───── Data in this exercise ─────

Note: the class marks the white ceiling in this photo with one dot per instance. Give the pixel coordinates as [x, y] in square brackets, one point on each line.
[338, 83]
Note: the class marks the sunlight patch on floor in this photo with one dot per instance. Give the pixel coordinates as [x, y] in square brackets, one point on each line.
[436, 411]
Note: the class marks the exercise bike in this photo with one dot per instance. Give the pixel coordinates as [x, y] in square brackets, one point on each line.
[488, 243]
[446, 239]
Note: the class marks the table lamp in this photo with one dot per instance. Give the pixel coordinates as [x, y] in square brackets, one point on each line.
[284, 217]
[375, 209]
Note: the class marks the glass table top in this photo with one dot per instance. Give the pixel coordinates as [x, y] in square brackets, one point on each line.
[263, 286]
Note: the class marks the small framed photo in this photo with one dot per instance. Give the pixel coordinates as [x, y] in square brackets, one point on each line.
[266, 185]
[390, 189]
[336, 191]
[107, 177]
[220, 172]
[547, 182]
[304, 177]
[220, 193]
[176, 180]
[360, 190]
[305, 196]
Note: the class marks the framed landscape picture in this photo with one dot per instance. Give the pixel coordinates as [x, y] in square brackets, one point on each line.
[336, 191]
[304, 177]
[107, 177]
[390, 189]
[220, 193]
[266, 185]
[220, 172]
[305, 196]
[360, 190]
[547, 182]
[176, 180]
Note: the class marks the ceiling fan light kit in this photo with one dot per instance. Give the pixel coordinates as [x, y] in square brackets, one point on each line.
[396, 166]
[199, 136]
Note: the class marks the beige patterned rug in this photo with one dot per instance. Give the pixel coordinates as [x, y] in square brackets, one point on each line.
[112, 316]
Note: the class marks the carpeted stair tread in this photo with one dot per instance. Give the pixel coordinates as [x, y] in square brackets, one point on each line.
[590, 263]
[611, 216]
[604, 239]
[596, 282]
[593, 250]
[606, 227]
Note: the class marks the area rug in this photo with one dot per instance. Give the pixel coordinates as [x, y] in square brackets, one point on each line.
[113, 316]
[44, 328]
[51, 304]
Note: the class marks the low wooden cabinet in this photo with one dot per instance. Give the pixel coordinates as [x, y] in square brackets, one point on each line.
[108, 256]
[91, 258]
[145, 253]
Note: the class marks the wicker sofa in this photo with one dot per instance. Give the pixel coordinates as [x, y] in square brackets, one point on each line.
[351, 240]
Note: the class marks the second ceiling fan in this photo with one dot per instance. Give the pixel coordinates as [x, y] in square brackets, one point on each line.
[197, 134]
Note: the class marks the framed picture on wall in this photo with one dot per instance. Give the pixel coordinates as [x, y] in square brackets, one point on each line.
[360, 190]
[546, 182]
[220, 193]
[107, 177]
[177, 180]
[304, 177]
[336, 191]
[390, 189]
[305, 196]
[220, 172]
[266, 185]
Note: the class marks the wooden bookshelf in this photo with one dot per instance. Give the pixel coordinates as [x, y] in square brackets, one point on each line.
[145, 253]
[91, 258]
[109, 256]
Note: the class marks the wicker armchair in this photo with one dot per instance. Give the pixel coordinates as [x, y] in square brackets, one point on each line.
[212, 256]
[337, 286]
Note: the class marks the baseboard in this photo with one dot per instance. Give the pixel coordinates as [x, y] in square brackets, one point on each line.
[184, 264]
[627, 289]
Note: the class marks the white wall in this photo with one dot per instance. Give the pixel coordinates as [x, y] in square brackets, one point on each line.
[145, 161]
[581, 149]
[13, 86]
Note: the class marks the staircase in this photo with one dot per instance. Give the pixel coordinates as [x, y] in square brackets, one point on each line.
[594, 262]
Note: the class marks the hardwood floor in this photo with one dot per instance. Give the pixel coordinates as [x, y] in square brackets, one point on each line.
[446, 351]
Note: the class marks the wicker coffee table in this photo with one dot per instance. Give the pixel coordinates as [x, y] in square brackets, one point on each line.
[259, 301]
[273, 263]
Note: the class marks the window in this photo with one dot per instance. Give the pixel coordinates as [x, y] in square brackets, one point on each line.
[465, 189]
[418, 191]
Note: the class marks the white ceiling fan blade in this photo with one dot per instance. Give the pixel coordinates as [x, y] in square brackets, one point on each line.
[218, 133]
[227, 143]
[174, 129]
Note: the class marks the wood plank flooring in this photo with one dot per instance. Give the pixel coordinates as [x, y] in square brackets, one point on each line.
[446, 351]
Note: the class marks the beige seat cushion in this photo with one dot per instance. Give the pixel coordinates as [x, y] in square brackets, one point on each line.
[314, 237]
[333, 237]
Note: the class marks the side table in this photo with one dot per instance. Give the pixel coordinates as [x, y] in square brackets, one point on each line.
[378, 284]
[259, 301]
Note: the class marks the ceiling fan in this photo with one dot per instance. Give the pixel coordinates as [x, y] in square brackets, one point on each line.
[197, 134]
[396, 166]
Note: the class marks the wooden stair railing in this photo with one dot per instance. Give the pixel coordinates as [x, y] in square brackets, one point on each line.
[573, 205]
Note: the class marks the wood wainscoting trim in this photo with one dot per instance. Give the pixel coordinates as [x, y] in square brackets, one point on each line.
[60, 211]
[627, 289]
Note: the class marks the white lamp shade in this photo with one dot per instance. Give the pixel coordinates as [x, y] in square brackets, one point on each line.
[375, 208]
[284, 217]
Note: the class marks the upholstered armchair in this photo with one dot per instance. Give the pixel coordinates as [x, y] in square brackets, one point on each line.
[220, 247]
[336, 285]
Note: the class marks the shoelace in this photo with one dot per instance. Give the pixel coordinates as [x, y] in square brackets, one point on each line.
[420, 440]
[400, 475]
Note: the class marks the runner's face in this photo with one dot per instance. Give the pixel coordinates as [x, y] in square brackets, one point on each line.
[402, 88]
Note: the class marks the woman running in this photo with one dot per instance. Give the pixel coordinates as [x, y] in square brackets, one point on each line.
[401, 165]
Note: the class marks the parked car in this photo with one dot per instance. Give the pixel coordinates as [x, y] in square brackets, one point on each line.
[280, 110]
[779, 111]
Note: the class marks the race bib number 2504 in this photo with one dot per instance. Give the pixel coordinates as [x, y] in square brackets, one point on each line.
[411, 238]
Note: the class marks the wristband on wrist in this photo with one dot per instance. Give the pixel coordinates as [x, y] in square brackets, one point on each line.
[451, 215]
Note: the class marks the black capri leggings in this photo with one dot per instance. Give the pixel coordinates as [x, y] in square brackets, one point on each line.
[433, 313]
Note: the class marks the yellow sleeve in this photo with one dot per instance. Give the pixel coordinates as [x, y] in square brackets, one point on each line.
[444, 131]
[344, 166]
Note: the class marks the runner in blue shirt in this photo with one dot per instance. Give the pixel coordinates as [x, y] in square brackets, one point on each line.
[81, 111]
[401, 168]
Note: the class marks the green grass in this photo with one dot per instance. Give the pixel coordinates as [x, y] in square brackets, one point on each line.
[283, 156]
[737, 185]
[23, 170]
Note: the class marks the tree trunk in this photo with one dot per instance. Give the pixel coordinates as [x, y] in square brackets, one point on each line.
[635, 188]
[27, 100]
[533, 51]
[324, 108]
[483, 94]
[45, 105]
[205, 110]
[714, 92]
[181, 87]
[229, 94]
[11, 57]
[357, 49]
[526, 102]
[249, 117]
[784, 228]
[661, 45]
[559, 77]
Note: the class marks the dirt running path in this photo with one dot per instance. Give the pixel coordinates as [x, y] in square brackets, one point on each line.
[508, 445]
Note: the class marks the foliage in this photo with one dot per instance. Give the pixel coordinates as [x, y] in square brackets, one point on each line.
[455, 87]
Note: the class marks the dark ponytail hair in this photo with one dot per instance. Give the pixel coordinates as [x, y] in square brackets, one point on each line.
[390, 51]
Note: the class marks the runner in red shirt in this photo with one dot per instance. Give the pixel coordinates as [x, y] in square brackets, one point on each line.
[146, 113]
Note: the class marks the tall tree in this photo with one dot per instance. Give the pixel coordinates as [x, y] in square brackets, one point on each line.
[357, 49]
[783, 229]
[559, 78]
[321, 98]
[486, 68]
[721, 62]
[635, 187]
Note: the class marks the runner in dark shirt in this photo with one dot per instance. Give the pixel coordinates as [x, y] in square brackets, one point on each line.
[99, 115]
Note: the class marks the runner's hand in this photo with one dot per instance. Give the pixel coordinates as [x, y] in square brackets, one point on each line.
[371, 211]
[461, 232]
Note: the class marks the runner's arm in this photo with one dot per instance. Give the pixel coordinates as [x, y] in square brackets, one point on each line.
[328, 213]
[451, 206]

─────

Required action
Please copy only the lines from the one with "Note: the class marks the dirt" through the final line of the records above, both ends included.

Task solution
Note: the class marks the dirt running path in this photo with one dot per instance. Give the pixel coordinates as [x, y] in square brackets, one point on each line.
[508, 445]
Note: the class marks the foliage in this photo with one dot per instance. Give the pixel coordinates as [x, y] in square brackets, one point on each line.
[455, 87]
Note: the class marks the dark ponytail hair in this photo with one dot per instance. Give the pixel coordinates as [x, y] in square brackets, one point on each line.
[390, 51]
Note: the class marks the runner in red shirt in this photo with one dot per instance. Give the pixel coordinates as [x, y] in square brackets, one point on each line.
[146, 113]
Note: the class marks the tall tree in this photo with one dot per instance. Give the pixel coordinates as [x, y] in square brackets, one point on each line.
[357, 49]
[783, 229]
[559, 78]
[321, 98]
[486, 68]
[721, 62]
[635, 187]
Note: the class marks the runner in dark shirt in this photo with one dot per instance. Give the pixel coordinates as [x, y] in square brackets, one point on each line.
[99, 115]
Note: the class marks the runner's hand in this photo with one dot per instance. Give the pixel coordinates as [x, y] in square brackets, one point on each line.
[371, 211]
[461, 232]
Note: the class marks the runner's arm in this photo with one dot per instance. Give the pixel coordinates as [x, y] in square brackets, one point on each line.
[328, 213]
[451, 206]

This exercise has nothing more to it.